##### Data lines

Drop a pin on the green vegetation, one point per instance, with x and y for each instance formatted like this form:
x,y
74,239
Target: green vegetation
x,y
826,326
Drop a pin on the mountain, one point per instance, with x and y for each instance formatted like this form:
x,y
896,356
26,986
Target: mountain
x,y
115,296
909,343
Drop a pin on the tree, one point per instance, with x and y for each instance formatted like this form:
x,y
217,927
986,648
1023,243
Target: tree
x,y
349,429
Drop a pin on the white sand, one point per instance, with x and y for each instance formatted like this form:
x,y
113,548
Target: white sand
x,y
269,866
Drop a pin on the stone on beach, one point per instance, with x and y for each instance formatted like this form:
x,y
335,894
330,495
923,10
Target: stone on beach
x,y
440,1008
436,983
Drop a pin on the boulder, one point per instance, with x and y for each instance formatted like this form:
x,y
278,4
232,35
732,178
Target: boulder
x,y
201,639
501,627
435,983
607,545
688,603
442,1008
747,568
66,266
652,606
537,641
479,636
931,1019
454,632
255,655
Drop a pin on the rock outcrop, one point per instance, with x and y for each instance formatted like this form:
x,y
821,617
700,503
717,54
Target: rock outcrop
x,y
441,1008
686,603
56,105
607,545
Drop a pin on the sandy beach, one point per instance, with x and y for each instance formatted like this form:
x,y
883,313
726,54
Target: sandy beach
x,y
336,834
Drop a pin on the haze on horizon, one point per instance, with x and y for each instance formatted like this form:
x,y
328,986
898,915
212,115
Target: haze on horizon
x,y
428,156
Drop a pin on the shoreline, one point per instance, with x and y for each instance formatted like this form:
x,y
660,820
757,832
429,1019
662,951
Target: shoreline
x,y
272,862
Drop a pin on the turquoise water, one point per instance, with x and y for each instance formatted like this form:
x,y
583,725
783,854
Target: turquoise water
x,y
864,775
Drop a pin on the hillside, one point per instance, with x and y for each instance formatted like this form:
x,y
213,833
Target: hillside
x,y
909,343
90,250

##########

**Request**
Copy out all of the lines above word for word, leaving nothing out and changing nothing.

**Answer to the problem**
Drop a pin on the green vegetation, one point per instance, with x and y for each instance formatted like this form:
x,y
74,239
Target: green vegetation
x,y
826,326
Drop a pin on the mountain, one point per instance, with x and y for each instance formatted like this form:
x,y
896,356
26,986
Target: mountain
x,y
115,296
909,343
Drop a pin on the tree, one point per instance, with x and y for each instance formatted like this form:
x,y
217,927
986,648
1023,243
Target: tree
x,y
349,429
Drop a pin on the white sand, one point per instance, with x and y for each instance formatted like this form:
x,y
113,548
Target: white sand
x,y
269,866
Drop a pin on the stone on beach, one point per instance, with x and y for each instance formatted like this form:
x,y
335,894
330,495
923,10
Target: stone on beach
x,y
440,1008
436,983
Drop a pin on the boulder, one point per instance, with x and y for each instance formatted like this form:
x,y
278,4
232,35
732,178
Target: boulder
x,y
201,639
501,627
435,983
607,545
688,603
442,1008
747,568
66,266
652,606
537,641
479,636
931,1019
454,632
255,655
Drop a pin on the rock outcrop, one point per instance, with x and y for each instance formatted like this form:
x,y
821,617
700,503
717,54
Target: rock outcrop
x,y
441,1008
686,603
56,105
607,545
Drop a pin on the sandy beach, one point per instance, with x and y for each instance formatted like this form:
x,y
883,313
726,54
Target: sandy beach
x,y
336,834
Drop a pin on the haze on horizon, one point per instance, with x and y for each instance formatted like this form:
x,y
328,986
898,915
212,115
Target: haze on horizon
x,y
428,156
Drop a pin on the shoreline, one point per instance, with x and y for each instance formatted like this form:
x,y
660,820
757,832
429,1019
662,951
Target: shoreline
x,y
272,862
Drop a pin on the turquoise water, one point per instance, with x and y for each instance formatted like this form:
x,y
583,725
783,854
Target: turquoise water
x,y
864,775
Drop a pin on the hillside, one point per instance, with x and y for each instance formatted like this form:
x,y
213,833
Target: hillside
x,y
909,343
90,250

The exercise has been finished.